# [抜粋本文]
^^^^

タテよこ斜め縦横無尽

田舎の年金暮らしのたわごと

iPS細胞実用化の現状

 昨日のブログでは、今年のノーベル医学・生理学賞であるmRNAの研究について述べた。この基礎研究が、新型コロナワクチンのスピーディな開発&製造に貢献したのだから、ノーベル賞受賞は当然の結果と言える。一方で、山中伸弥教授も2012年に同賞を受賞しているが、受賞理由のiPS細胞が実用化された話はあまりニュースになっていない。今日はiPS細胞の実用化の状況を調べた。
1.再生医療分野への適用状況

 上図は、iPS細胞の再生医療分野への適用状況を示す。今年の4月時点で臨床研究を実施しているものが多数あるが、未だに研究レベルの域に留まっていることが分かる。
2.トップランナーの実状
  iPS細胞適用による加齢性黄斑変性治療

 上図は、iPS細胞の利用でトップを走っていると言われていた「網膜色素上皮細胞移植による加齢黄斑変性治療の開発」の説明図である。iPS細胞から網膜色素上皮細胞シートを製作し、このシートの移植手術により加齢黄斑変性の治療を行う。実際、第1回目の手術は2014年9月に行われた。この手術自身は成功したが、移植手術の安全性や治療効果の確認には、多数の臨床例と長期間の経過観察が必要であることから、未だに「臨床研究レベル」の域に留まっている。

^^^^

# [抽出データ]
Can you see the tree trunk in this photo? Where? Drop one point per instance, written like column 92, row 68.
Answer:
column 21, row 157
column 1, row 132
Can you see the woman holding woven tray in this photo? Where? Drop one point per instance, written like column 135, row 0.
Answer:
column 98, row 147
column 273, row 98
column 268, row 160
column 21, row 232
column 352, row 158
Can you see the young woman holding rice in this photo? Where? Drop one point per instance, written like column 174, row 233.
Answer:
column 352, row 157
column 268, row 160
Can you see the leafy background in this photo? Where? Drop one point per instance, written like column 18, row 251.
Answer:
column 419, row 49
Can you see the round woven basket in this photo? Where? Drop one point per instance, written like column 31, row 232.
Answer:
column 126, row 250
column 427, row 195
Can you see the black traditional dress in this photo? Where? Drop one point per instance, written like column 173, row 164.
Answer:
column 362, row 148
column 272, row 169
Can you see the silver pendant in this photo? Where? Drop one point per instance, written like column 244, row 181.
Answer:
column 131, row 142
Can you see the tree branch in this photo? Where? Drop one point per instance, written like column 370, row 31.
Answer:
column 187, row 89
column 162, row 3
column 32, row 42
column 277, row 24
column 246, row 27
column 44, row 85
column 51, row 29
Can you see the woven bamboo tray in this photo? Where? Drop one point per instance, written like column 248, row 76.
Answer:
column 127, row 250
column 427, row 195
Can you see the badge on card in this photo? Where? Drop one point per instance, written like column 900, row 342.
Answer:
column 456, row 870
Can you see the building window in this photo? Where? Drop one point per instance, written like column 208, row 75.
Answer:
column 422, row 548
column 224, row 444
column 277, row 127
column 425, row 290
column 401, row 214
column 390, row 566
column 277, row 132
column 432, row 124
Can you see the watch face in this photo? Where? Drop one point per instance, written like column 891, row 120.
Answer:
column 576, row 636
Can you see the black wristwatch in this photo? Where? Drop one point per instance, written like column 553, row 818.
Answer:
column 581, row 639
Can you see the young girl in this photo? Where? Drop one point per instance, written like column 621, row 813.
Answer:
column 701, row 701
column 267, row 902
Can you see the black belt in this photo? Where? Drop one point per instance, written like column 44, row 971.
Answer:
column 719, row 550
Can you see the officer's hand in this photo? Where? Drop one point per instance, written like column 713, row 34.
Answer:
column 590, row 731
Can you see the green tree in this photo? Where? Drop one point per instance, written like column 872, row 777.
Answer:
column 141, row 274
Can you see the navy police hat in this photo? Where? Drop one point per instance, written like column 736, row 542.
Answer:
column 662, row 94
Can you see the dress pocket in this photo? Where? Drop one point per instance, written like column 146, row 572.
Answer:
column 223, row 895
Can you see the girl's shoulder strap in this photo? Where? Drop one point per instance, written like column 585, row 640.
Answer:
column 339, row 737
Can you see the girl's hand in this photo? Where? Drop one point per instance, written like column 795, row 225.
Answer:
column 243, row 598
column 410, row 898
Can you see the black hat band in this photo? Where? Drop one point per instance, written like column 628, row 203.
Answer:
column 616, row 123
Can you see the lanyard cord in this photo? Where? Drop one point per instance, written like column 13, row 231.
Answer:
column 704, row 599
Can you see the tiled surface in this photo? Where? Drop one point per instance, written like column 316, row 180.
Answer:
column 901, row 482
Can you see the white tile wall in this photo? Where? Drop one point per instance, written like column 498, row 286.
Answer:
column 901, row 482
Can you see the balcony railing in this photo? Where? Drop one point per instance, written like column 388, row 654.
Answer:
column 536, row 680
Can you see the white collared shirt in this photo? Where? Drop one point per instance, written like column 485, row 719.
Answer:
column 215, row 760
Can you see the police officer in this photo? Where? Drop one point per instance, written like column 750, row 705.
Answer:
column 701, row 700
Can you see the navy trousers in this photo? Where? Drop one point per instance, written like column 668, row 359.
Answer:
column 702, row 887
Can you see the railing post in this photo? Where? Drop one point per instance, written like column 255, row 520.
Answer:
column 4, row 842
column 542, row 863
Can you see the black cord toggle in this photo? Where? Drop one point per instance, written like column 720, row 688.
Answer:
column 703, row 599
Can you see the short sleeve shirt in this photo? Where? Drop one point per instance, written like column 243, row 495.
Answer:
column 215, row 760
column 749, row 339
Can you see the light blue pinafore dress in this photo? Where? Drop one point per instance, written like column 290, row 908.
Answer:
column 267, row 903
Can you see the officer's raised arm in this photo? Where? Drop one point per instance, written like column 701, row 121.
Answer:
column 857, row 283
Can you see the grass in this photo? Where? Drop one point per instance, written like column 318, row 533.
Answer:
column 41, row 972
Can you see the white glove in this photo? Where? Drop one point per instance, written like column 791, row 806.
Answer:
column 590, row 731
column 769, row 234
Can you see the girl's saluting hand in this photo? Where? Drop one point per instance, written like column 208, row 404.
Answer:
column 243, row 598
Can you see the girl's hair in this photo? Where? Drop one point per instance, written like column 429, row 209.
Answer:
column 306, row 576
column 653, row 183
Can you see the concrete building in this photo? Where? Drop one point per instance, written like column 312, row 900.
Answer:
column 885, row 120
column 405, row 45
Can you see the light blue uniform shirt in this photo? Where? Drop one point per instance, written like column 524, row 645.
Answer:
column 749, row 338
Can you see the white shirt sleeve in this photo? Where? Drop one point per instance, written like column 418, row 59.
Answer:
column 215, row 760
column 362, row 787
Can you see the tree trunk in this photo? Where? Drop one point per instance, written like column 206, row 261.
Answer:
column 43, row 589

^^^^

# [作業内容]
• a. iPS細胞実用化の記事に出てくる、数字を含む時期の表記をすべて挙げてください。
• b. iPS細胞実用化の記事の最後の文に続けて、本文を書き進めてください。

# [解答一覧]
• a.
2012年
今年の4月
2014年9月

• b.
3.実用化がなぜ難しいのか?

 上図は、iPS細胞から血小板を作る際の細胞分化を示している。(血小板減少症に対して、iPS細胞由来血小板の自己輸血が治療法として考えられている)。血小板巨核球細胞から産生されるが、iPS細胞からこの巨核球細胞へ分化する分岐点は少なくとも3つあることが分かる(0.iPS細胞 → 1.造血幹細胞 → 2.共通骨髄前駆細胞 → 3.巨核球細胞)。しかるべき細胞へ分化させるには、しかるべき条件下での細胞培養が必要となるが、この条件を割り出すのはなかなか難しい。網膜色素上皮細胞製作においては、ES細胞で培った技術がそのまま使えたのでトップランナーになれたわけである。
 この図を見ると分かるが、iPS細胞を使って「人工血液」を作ることはほとんど不可能であると言って良い。赤血球と血小板と血漿をしかるべき割合で混ぜ合わせる必要があり、また、血漿成分もこんなにあるのかとなると、『人工血液は諦めて今後も献血に頼るしかない』という判断になる。iPS細胞がノーベル賞を受賞した頃、何も知らない我々庶民は、聞きかじりの情報にて、「自分の細胞から作られたiPS細胞を使って臓器を作れば、拒絶反応を起こさない臓器移植ができる」と言ったこともあったが、臓器は複数種の細胞で構成され、それらが立体的に組み上げられたものだから、そもそも、iPS細胞から臓器を作ることは不可能な話だったわけである。